Rabbi Ayelet S. Cohen

Rabbi Ayelet S. Cohen served for 10 years at Congregation Beit Simchat Torah, the world’s largest LGBT synagogue serving people of all sexual orientations and gender identities. Passionately committed to progressive and feminist Judaism, she is an activist and an advocate for full inclusion and celebration of LGBT Jews in the Jewish world, and an advocate for LBGT civil rights. Rabbi Cohen has been profiled in the New York Times, was named one of the “Heeb 100,” Heeb Magazine’s “hundred people you need to know about,” and was honored at the 2005 Ma’yan Seder as a leading young Jewish feminist activist. She is a member of the Rabbinical Assembly and the New York Board of Rabbis.
Rabbi Tirzah Firestone
Rabbi Tirzah Firestone, M.A., is an author, psychotherapist, and spiritual leader of Congregation Nevei Kodesh in Boulder, Colorado. Widely known for her groundbreaking work on the re-integration of the feminine wisdom tradition within Judaism, Rabbi Firestone lectures and teaches throughout the U.S. on spirituality, meditation, and the integration of ancient mystical wisdom into contemporary life. A leader in the international movement for the renewal of Judaism, she lives in Colorado with her husband David and their three children.
Rabbi Jarah Greenfield

Rabbi Jarah Greenfield is the spiritual leader of Reconstructionist Temple Beth Israel in Maywood, NJ and a graduate of the Reconstructionist Rabbinical College, where she served as President of the Reconstructionist Student Association As a RHR-NA Board Member, she Co-Chaired the 2010 Conference on Judaism and Human Rights. Rabbi Greenfield is a member of the North Jersey Board of Rabbis and an International Vice Chair of Rabbis for Women of the Wall. She has served as interim and assistant principal of B’nai Jeshurun Hebrew School in New York City and spent a year studying at the Drisha Institute for Jewish Education before entering rabbinical school.

__Record extracts__
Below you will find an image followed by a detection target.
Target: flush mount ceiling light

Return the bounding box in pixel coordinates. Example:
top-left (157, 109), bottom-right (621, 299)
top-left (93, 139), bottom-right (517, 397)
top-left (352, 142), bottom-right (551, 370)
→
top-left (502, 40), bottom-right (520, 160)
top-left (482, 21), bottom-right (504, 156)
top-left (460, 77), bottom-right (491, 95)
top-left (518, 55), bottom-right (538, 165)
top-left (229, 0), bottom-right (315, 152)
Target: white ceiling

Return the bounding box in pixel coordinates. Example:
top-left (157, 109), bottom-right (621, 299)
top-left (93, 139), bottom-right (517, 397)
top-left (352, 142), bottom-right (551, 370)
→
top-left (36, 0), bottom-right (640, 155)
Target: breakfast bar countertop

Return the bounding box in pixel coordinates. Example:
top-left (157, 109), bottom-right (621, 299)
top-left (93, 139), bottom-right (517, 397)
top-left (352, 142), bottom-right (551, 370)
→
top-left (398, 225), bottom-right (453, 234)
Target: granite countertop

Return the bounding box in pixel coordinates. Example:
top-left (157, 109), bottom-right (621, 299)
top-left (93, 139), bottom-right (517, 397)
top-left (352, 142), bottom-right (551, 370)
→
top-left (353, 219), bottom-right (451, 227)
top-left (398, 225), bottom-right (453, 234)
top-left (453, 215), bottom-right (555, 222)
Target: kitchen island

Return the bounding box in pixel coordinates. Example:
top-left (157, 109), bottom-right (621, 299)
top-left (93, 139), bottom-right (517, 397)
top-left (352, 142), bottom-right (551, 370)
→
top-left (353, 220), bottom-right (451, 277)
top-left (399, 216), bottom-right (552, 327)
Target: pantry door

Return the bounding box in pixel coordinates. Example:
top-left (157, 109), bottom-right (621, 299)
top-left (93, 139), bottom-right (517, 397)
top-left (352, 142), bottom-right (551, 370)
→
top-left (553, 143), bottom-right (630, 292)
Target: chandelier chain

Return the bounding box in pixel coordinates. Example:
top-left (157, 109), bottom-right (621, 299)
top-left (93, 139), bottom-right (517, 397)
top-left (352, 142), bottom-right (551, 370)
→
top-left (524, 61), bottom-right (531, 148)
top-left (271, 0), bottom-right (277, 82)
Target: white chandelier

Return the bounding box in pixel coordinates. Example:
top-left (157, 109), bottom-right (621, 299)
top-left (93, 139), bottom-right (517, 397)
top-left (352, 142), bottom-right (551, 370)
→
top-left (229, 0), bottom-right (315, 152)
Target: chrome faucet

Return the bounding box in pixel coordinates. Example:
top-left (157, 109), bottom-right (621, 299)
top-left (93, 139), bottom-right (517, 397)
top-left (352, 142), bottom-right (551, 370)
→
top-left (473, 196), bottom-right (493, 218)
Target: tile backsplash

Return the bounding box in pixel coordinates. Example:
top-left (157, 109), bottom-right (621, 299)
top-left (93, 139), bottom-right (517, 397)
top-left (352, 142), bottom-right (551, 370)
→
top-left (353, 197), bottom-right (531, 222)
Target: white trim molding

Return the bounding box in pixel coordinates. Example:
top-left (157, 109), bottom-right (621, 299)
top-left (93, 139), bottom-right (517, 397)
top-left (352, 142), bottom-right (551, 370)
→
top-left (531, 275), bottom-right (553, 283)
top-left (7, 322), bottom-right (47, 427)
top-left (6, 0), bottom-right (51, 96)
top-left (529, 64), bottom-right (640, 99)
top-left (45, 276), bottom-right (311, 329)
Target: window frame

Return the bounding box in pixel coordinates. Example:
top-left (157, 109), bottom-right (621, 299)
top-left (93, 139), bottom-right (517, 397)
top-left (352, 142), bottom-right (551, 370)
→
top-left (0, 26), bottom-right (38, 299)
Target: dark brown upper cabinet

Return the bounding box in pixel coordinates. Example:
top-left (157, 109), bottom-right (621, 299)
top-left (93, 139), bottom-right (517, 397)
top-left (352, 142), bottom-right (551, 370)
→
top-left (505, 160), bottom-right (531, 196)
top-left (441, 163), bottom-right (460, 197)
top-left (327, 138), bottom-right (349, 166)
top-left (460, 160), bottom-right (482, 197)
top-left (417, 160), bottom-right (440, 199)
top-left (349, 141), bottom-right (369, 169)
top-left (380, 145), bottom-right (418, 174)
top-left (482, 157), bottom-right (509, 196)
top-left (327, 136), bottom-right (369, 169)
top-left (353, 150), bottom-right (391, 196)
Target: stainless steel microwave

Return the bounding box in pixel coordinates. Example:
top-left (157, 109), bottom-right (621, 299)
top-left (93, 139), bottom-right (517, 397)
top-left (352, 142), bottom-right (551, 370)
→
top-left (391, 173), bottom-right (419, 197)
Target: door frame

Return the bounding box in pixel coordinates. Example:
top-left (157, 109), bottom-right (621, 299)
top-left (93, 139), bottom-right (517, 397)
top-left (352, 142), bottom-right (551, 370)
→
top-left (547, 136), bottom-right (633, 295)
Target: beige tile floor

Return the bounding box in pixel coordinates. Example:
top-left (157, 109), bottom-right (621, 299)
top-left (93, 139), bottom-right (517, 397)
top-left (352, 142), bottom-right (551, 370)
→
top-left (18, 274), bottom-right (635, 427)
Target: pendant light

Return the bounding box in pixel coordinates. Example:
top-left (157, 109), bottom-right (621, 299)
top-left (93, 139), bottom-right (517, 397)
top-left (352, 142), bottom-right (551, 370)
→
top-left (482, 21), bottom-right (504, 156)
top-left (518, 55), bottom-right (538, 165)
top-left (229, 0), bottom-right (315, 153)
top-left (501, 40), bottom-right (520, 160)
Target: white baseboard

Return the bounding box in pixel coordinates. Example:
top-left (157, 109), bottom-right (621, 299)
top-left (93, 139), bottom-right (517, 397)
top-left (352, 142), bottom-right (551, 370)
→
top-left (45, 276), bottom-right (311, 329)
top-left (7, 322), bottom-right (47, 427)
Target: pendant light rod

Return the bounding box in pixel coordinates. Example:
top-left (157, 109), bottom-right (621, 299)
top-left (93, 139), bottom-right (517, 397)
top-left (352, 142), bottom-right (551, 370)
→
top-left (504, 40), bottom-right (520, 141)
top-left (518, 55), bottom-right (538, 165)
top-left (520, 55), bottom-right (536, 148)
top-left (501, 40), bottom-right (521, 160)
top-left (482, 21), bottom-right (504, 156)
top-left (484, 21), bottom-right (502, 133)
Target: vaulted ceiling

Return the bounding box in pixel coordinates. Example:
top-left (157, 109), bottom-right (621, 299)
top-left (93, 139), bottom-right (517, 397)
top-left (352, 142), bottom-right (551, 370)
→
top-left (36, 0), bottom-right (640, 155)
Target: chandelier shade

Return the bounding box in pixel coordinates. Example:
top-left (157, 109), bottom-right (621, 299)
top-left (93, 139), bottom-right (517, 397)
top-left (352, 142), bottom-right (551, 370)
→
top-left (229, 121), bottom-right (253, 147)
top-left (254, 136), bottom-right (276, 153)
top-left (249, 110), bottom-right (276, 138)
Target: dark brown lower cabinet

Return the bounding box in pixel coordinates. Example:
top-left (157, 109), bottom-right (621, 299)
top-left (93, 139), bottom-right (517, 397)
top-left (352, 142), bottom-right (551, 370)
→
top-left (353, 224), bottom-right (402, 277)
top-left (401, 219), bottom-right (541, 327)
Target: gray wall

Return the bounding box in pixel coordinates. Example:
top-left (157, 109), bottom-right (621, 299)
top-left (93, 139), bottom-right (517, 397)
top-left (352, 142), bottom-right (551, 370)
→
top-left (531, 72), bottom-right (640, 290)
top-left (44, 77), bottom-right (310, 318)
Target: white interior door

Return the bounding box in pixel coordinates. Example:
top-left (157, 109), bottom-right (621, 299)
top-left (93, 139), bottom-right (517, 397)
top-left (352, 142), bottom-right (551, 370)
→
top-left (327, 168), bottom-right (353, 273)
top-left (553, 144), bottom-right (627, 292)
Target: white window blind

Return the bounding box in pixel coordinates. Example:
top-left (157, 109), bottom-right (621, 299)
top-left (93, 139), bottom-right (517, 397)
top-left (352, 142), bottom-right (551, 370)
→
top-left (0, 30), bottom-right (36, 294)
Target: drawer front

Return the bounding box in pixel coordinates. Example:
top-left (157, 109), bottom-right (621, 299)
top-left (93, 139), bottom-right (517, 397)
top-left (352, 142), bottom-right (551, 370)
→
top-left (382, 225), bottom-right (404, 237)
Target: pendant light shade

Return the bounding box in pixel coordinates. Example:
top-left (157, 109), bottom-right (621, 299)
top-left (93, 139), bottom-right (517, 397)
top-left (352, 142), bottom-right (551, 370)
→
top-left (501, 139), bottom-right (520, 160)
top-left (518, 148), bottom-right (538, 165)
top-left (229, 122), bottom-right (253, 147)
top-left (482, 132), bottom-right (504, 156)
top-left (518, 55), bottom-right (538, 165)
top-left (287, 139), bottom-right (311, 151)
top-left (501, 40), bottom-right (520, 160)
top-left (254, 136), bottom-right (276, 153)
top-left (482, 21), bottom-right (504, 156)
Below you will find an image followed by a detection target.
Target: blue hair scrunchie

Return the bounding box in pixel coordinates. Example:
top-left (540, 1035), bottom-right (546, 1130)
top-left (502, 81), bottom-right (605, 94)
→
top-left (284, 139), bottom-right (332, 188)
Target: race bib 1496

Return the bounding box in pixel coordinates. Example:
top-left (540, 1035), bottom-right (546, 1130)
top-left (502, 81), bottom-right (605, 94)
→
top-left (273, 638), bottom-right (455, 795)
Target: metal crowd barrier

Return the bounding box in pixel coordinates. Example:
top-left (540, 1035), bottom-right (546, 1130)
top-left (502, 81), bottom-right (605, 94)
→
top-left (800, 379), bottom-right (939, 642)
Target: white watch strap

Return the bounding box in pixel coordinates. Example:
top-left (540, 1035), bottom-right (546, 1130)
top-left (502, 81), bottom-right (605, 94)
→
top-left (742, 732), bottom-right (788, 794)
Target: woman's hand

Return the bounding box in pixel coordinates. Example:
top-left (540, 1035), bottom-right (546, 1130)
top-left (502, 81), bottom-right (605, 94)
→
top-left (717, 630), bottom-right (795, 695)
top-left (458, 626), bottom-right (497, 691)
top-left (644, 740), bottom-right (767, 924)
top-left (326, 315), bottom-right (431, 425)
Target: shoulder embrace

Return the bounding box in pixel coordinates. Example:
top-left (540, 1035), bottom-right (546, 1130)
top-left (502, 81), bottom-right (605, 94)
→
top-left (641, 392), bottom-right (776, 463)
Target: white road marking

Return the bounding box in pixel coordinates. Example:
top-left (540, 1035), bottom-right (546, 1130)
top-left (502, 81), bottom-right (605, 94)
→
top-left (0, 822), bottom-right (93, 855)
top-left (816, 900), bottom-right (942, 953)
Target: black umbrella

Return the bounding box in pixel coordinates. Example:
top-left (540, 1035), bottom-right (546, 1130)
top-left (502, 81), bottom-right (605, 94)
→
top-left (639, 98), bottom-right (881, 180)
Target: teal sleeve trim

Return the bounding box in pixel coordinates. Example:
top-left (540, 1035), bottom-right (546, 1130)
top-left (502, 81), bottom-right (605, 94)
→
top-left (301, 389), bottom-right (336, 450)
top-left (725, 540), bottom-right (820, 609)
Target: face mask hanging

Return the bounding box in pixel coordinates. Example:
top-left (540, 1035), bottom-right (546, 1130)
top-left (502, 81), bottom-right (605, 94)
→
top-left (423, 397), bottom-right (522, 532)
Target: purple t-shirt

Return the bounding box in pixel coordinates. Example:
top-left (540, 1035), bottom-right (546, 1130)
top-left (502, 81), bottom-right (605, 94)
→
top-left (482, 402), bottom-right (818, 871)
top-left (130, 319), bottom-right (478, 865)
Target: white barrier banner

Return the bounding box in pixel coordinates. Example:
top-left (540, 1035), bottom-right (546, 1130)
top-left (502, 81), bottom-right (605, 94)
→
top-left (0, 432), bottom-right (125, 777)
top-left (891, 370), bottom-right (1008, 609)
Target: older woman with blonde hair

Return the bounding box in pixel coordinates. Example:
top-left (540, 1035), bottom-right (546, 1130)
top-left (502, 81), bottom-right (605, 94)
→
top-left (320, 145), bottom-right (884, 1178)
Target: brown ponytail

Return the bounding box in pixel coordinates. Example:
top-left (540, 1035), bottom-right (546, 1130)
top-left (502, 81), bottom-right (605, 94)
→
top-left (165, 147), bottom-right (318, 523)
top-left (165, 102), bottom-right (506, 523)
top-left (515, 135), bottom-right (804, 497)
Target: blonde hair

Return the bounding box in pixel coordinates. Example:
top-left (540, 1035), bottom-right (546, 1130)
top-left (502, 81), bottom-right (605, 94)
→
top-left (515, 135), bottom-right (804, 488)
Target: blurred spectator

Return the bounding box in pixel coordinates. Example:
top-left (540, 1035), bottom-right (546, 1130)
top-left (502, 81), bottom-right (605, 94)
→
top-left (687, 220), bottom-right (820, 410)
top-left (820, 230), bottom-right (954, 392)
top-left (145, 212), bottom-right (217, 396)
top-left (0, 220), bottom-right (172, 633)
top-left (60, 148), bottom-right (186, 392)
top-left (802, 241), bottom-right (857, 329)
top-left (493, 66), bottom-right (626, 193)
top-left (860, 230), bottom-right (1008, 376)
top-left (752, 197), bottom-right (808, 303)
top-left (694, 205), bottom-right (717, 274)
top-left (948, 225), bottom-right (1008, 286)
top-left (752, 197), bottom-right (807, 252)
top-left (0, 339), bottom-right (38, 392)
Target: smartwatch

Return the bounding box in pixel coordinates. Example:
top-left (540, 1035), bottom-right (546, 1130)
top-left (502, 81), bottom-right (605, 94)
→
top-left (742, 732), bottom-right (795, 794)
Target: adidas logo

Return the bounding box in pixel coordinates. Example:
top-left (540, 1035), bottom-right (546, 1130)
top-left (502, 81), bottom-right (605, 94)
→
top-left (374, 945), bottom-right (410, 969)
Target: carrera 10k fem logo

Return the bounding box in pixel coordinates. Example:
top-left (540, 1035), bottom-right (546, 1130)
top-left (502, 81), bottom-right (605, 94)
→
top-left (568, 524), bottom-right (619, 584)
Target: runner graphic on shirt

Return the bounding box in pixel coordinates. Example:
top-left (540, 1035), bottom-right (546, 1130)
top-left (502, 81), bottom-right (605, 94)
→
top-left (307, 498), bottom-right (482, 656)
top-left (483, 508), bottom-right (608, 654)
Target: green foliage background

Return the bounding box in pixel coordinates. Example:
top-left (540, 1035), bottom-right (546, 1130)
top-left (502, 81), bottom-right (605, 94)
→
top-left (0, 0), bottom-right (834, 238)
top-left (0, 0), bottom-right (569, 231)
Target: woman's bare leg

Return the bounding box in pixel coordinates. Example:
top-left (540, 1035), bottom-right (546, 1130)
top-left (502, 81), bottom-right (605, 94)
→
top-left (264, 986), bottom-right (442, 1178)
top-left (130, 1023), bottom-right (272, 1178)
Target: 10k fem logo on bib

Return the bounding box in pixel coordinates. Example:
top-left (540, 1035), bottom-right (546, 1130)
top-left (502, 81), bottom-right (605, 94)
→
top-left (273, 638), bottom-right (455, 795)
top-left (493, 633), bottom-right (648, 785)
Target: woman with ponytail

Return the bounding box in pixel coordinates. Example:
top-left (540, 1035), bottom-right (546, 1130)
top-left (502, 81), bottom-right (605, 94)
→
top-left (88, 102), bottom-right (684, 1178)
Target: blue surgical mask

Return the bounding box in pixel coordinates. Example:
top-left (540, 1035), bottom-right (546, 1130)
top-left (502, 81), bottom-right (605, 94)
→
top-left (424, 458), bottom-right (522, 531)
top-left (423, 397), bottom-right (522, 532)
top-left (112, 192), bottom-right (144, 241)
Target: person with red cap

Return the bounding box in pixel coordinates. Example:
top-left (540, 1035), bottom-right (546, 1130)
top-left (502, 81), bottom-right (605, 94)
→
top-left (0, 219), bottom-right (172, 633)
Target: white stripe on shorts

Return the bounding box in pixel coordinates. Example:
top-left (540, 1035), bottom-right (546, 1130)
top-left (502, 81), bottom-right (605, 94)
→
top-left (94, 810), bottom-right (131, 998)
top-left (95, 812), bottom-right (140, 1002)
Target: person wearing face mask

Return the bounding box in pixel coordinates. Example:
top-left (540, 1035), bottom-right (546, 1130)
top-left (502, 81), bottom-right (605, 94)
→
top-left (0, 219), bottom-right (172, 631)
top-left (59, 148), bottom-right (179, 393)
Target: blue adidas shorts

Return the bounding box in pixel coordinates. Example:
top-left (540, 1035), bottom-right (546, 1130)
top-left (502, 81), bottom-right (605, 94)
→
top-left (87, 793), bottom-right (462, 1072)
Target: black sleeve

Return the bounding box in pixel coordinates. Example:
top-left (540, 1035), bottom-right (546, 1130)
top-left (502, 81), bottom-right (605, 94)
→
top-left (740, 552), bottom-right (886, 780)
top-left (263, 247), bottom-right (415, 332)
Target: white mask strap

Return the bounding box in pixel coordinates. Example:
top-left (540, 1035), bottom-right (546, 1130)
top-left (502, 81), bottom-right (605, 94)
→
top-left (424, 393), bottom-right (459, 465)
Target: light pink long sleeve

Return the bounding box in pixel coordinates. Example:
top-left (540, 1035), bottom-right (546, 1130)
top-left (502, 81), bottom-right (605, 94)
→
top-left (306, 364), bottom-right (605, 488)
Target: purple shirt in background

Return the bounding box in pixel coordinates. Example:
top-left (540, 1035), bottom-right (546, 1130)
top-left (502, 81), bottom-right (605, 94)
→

__Set exercise 1__
Sum up the rabbi bios in two sentences.
__Set exercise 2__
List every congregation that the rabbi bios say one of the rabbis serves or served.
__Set exercise 3__
Swap "International Vice Chair" for "National Vice Chair" and write out the part of the rabbi bios starting at "Rabbi Jarah Greenfield is" and ending at "entering rabbinical school.".
Use only the rabbi bios to answer, not the rows.

__Correct response 1__
The rabbi bios profile three rabbis: Ayelet S. Cohen, who served for 10 years at Congregation Beit Simchat Torah and advocates for LGBT Jews, and Tirzah Firestone, an author, psychotherapist, and spiritual leader of Congregation Nevei Kodesh in Boulder, Colorado. The third, Jarah Greenfield, is the spiritual leader of Reconstructionist Temple Beth Israel in Maywood, NJ and an International Vice Chair of Rabbis for Women of the Wall.

__Correct response 2__
- Congregation Beit Simchat Torah
- Congregation Nevei Kodesh
- Reconstructionist Temple Beth Israel

__Correct response 3__
Rabbi Jarah Greenfield is the spiritual leader of Reconstructionist Temple Beth Israel in Maywood, NJ and a graduate of the Reconstructionist Rabbinical College, where she served as President of the Reconstructionist Student Association As a RHR-NA Board Member, she Co-Chaired the 2010 Conference on Judaism and Human Rights. Rabbi Greenfield is a member of the North Jersey Board of Rabbis and an National Vice Chair of Rabbis for Women of the Wall. She has served as interim and assistant principal of B’nai Jeshurun Hebrew School in New York City and spent a year studying at the Drisha Institute for Jewish Education before entering rabbinical school.